:: EXERCISE GOAL ::
Which lines of the material contain the string "white"? List every such line in full. Only matches with the same capitalization count.

:: GIVEN INFORMATION ::

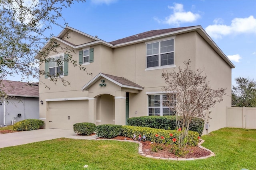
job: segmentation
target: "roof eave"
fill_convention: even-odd
[[[85,35],[86,37],[88,37],[89,38],[90,38],[92,39],[93,39],[95,40],[98,41],[100,39],[99,39],[98,38],[96,38],[95,37],[94,37],[93,36],[90,35],[89,34],[87,34],[86,33],[84,33],[83,32],[79,30],[78,30],[76,29],[73,28],[72,27],[69,27],[68,26],[67,26],[63,29],[63,30],[57,36],[57,37],[62,38],[62,37],[68,32],[69,30],[73,31],[76,32],[80,34],[82,34],[83,35]]]
[[[94,78],[93,78],[90,81],[88,82],[86,85],[84,86],[81,88],[81,90],[82,91],[87,90],[88,90],[89,88],[90,88],[90,87],[92,85],[92,84],[94,84],[96,81],[99,80],[102,77],[108,80],[113,82],[113,83],[114,83],[120,86],[121,88],[129,88],[129,89],[134,89],[134,90],[143,90],[143,88],[142,87],[135,87],[135,86],[127,86],[127,85],[123,84],[110,78],[110,77],[108,77],[108,76],[101,73],[99,73]]]

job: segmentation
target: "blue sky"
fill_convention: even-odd
[[[107,42],[201,25],[236,66],[232,84],[238,76],[256,80],[256,0],[87,0],[62,12],[69,26]],[[57,36],[62,30],[48,33]]]

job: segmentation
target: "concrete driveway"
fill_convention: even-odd
[[[26,144],[33,142],[66,137],[80,139],[95,139],[95,135],[86,136],[77,135],[71,130],[42,129],[34,131],[0,134],[0,148]]]

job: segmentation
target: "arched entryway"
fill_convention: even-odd
[[[97,98],[96,125],[115,124],[115,99],[108,94]]]

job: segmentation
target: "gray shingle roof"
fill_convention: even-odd
[[[102,74],[104,74],[107,77],[109,77],[110,78],[118,82],[119,83],[122,84],[122,85],[125,86],[128,86],[132,87],[138,87],[139,88],[144,88],[136,83],[129,80],[125,78],[124,77],[118,77],[117,76],[113,76],[112,75],[107,74],[106,74],[101,73]]]
[[[2,80],[0,90],[8,96],[39,97],[39,86],[38,83],[33,84],[24,82]]]
[[[186,28],[194,27],[194,26],[186,27],[181,27],[180,28],[169,28],[164,29],[157,29],[156,30],[151,30],[142,33],[140,33],[136,35],[132,35],[126,38],[119,39],[117,40],[114,41],[109,42],[110,44],[113,45],[121,44],[122,43],[127,43],[128,42],[132,41],[133,41],[138,40],[143,38],[147,38],[150,37],[153,37],[165,33],[174,32],[176,31],[184,29]],[[138,35],[138,36],[136,36]]]

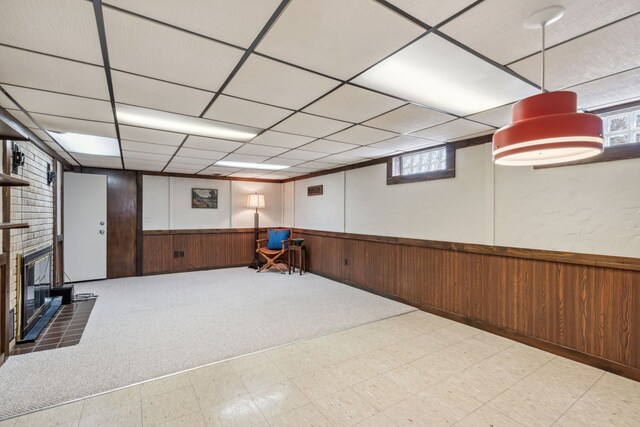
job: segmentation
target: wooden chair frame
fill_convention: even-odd
[[[267,270],[271,267],[275,267],[276,270],[278,270],[280,273],[285,274],[286,271],[280,268],[280,266],[278,265],[278,262],[285,264],[287,266],[287,271],[288,271],[288,268],[289,268],[288,261],[285,261],[284,258],[283,259],[280,259],[280,258],[284,254],[286,254],[289,250],[289,245],[291,245],[292,243],[291,237],[292,237],[293,230],[291,228],[270,228],[269,230],[274,230],[274,231],[289,230],[289,238],[287,240],[282,241],[282,247],[280,249],[269,249],[266,246],[261,247],[260,243],[268,242],[269,241],[268,238],[256,240],[256,243],[258,245],[256,249],[256,253],[258,254],[258,256],[262,256],[266,261],[265,264],[258,269],[257,273],[260,273],[261,271]]]

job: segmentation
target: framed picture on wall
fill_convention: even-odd
[[[218,190],[211,188],[192,188],[191,208],[218,209]]]

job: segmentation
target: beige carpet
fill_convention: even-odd
[[[233,268],[76,285],[80,344],[10,357],[0,419],[414,310],[312,274]]]

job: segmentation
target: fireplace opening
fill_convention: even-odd
[[[34,341],[60,307],[51,298],[53,246],[18,255],[19,342]]]

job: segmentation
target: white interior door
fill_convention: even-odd
[[[64,174],[65,281],[107,277],[107,176]]]

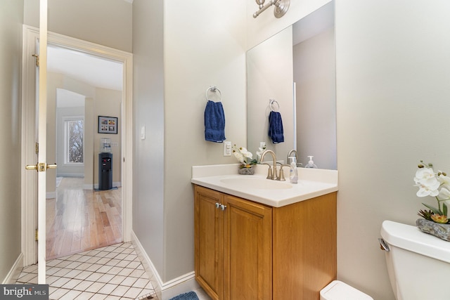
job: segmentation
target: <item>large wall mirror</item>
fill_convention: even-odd
[[[252,152],[264,142],[278,159],[295,149],[304,165],[313,155],[319,168],[337,169],[334,15],[331,1],[248,51]],[[284,143],[269,137],[271,110],[281,115]]]

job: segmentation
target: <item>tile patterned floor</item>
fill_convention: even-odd
[[[47,261],[51,300],[157,299],[131,243],[120,243]],[[37,283],[37,265],[25,267],[17,283]]]

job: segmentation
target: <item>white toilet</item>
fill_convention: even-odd
[[[450,299],[450,242],[391,221],[382,223],[381,237],[397,300]]]
[[[373,298],[342,281],[335,280],[321,290],[321,300],[373,300]]]

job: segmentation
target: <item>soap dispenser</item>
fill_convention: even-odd
[[[309,162],[308,162],[308,164],[304,166],[304,167],[317,169],[317,166],[316,166],[314,164],[314,162],[312,161],[312,158],[314,157],[314,156],[309,156],[308,157],[309,157]]]
[[[297,171],[297,158],[289,157],[290,161],[290,169],[289,170],[289,178],[291,183],[297,183],[298,181],[298,172]]]

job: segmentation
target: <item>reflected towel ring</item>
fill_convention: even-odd
[[[270,107],[270,110],[272,112],[278,112],[278,110],[280,110],[280,104],[278,103],[278,101],[276,100],[269,99],[269,100],[270,101],[269,104],[269,106]],[[274,109],[274,106],[273,106],[274,103],[276,103],[277,106],[278,107],[276,110],[275,110]]]
[[[217,87],[217,86],[211,86],[209,88],[207,88],[206,89],[206,100],[207,100],[208,101],[212,101],[212,100],[210,100],[208,98],[208,91],[212,91],[214,93],[219,92],[219,95],[220,96],[220,99],[219,100],[219,102],[221,102],[222,101],[222,93],[220,91],[220,90]]]

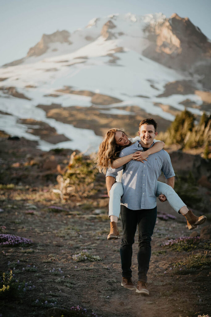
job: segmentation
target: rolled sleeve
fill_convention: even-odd
[[[123,166],[121,166],[117,168],[109,168],[107,170],[106,174],[106,177],[107,177],[107,176],[112,176],[112,177],[114,177],[115,179],[117,176],[118,172],[123,169]]]
[[[164,161],[163,167],[161,171],[163,172],[165,178],[167,179],[171,177],[173,177],[175,176],[174,169],[172,166],[170,156],[168,153],[164,151],[165,152],[165,157]]]

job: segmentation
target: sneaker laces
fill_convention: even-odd
[[[141,286],[143,286],[145,288],[147,288],[147,287],[146,286],[146,283],[145,282],[142,282],[141,281],[138,281],[139,283],[141,284]]]

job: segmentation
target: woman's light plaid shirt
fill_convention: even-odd
[[[119,157],[138,151],[143,151],[143,149],[137,141],[123,149]],[[106,177],[112,176],[115,178],[118,172],[123,170],[121,182],[124,193],[121,203],[133,210],[150,209],[156,206],[157,180],[161,171],[166,179],[175,176],[170,156],[164,150],[151,154],[147,160],[142,163],[132,160],[118,168],[108,170],[106,173]]]

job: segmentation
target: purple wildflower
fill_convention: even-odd
[[[13,236],[12,235],[2,234],[0,234],[0,245],[8,246],[16,246],[20,244],[27,245],[31,244],[33,241],[30,239],[22,238],[21,237]]]

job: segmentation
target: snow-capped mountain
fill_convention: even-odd
[[[176,14],[113,15],[43,35],[0,68],[0,129],[81,151],[115,126],[134,134],[149,116],[163,130],[185,107],[210,111],[211,55],[209,40]]]

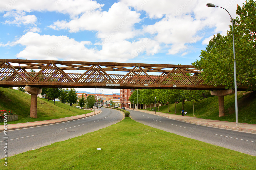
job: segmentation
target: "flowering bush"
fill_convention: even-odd
[[[0,117],[3,117],[4,116],[4,113],[7,113],[7,115],[8,116],[15,115],[15,113],[14,113],[12,112],[11,110],[7,111],[5,110],[0,110]]]

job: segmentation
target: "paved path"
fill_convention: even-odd
[[[99,112],[98,112],[98,110],[96,110],[96,113],[95,114],[94,111],[89,113],[86,113],[86,116],[85,116],[85,114],[83,114],[80,115],[71,116],[71,117],[60,118],[55,119],[51,119],[50,120],[43,120],[41,121],[32,122],[31,122],[17,123],[16,124],[10,124],[12,122],[10,122],[8,123],[8,125],[7,126],[8,127],[8,130],[15,130],[16,129],[19,129],[29,127],[35,127],[40,126],[44,126],[47,125],[50,125],[52,124],[58,123],[65,122],[70,121],[82,118],[84,118],[86,117],[91,116],[93,116],[94,115],[95,115],[100,113],[101,111],[99,110]],[[0,132],[3,131],[4,128],[3,125],[0,126]]]
[[[127,110],[129,110],[132,109],[127,109]],[[142,110],[139,110],[139,111],[142,111]],[[98,113],[100,113],[101,111],[99,111],[99,113],[98,113],[97,111],[96,110],[95,114],[98,114]],[[155,114],[155,112],[154,111],[145,110],[143,110],[143,111],[149,113]],[[242,132],[256,133],[256,125],[254,124],[239,123],[238,124],[239,127],[238,128],[236,127],[236,123],[234,122],[207,119],[191,117],[189,116],[182,116],[181,115],[174,114],[166,113],[161,112],[157,112],[156,114],[159,116],[168,117],[170,119],[195,124]],[[94,112],[93,112],[89,113],[87,114],[86,117],[91,116],[95,114]],[[85,115],[83,114],[80,115],[56,119],[52,119],[26,123],[8,124],[8,130],[10,130],[18,129],[40,126],[43,126],[55,123],[58,123],[82,119],[84,118],[85,117]],[[4,125],[0,126],[0,132],[3,130]]]
[[[127,109],[127,110],[129,110],[133,109]],[[137,109],[134,109],[134,110],[137,110]],[[139,110],[139,111],[142,112],[142,110]],[[154,111],[144,110],[143,111],[149,113],[155,114]],[[227,129],[256,133],[256,125],[254,124],[239,123],[239,127],[236,127],[236,123],[234,122],[207,119],[189,116],[182,116],[181,115],[166,113],[161,112],[157,112],[156,114],[159,116],[163,116],[175,120],[195,124]]]

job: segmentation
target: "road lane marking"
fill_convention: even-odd
[[[229,136],[224,136],[223,135],[218,135],[218,134],[215,134],[214,133],[212,133],[212,134],[213,135],[218,135],[219,136],[224,136],[225,137],[227,137],[228,138],[233,138],[233,139],[239,139],[239,140],[245,140],[247,141],[248,141],[248,142],[254,142],[254,143],[256,143],[256,142],[254,142],[253,141],[251,141],[250,140],[245,140],[244,139],[238,139],[238,138],[232,138],[232,137],[229,137]]]
[[[172,124],[171,124],[170,123],[169,123],[170,125],[174,125],[174,126],[179,126],[179,127],[184,127],[184,128],[186,128],[186,129],[188,129],[187,127],[183,127],[183,126],[178,126],[178,125],[174,125]]]
[[[26,138],[27,137],[30,137],[30,136],[35,136],[36,135],[31,135],[30,136],[25,136],[25,137],[22,137],[21,138],[16,138],[16,139],[8,139],[8,141],[9,141],[9,140],[14,140],[14,139],[20,139],[21,138]],[[0,142],[4,142],[4,141],[1,141]],[[6,142],[6,141],[5,141]]]
[[[78,126],[73,126],[73,127],[68,127],[67,128],[65,128],[65,129],[60,129],[60,130],[63,130],[64,129],[68,129],[69,128],[71,128],[71,127],[76,127],[77,126],[82,126],[82,125],[83,125],[84,124],[83,124],[82,125],[78,125]]]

:: EXERCISE OUTPUT ::
target: white interior door
target: <item>white toilet</item>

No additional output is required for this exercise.